**EXERCISE PROMPT:**
Give everything from the line containing "hat in the image above." down to the end of the data as a JSON list of strings, one string per line, with blank lines left out.

--*--

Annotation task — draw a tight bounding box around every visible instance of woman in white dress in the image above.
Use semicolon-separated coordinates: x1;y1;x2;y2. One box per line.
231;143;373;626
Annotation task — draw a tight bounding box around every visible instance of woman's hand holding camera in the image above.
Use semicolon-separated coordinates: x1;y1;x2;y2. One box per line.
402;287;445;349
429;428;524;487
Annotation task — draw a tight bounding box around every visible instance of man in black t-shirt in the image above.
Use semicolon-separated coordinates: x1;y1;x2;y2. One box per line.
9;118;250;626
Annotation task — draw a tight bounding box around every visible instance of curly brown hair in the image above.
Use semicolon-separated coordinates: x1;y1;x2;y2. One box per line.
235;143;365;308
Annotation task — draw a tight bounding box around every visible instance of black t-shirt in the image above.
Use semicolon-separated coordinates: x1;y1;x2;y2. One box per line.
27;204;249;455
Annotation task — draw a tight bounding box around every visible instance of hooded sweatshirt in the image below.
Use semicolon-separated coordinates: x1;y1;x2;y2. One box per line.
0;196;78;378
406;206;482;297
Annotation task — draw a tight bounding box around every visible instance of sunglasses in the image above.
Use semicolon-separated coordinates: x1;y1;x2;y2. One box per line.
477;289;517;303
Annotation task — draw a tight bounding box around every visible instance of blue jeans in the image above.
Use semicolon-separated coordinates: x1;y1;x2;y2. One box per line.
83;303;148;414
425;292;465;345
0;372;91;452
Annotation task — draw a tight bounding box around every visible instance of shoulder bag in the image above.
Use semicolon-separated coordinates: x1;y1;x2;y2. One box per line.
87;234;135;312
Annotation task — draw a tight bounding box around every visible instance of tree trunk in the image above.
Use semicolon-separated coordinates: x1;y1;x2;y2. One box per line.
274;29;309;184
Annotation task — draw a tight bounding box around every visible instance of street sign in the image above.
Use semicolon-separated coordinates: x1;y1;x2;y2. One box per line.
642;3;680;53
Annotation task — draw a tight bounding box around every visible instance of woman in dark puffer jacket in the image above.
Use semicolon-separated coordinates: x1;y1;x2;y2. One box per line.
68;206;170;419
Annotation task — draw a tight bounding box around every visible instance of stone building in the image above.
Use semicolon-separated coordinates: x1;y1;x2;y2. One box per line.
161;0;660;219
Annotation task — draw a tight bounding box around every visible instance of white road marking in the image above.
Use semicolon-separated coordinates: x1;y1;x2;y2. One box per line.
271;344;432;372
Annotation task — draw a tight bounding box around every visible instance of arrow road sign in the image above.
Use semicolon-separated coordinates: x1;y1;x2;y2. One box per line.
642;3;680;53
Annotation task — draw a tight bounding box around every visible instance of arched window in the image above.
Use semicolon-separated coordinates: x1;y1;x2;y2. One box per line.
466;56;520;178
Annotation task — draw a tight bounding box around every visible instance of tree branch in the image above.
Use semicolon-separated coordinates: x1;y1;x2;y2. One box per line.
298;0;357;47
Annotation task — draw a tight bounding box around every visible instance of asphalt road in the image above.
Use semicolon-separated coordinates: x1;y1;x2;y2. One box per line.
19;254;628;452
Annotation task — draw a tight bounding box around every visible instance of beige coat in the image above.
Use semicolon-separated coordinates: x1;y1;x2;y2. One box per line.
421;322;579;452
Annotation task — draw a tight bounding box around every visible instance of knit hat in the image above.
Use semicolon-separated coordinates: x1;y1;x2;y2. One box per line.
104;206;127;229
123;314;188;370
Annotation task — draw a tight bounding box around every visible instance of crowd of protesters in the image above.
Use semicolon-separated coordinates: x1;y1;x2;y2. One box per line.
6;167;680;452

--*--

**TASK RESULT:**
[
  "Annotation task — draw a tight bounding box around every visible instance of knit hat in the image above.",
  "Use semicolon-separated coordinates: x1;y1;x2;y2. One box per line.",
  "104;206;127;229",
  "123;314;188;370",
  "Annotation task — draw a tight bounding box around every visible instance of crowd of protesters in the image above.",
  "Use semicolon-separated coordinates: x1;y1;x2;y2. One box per line.",
  "6;167;680;452"
]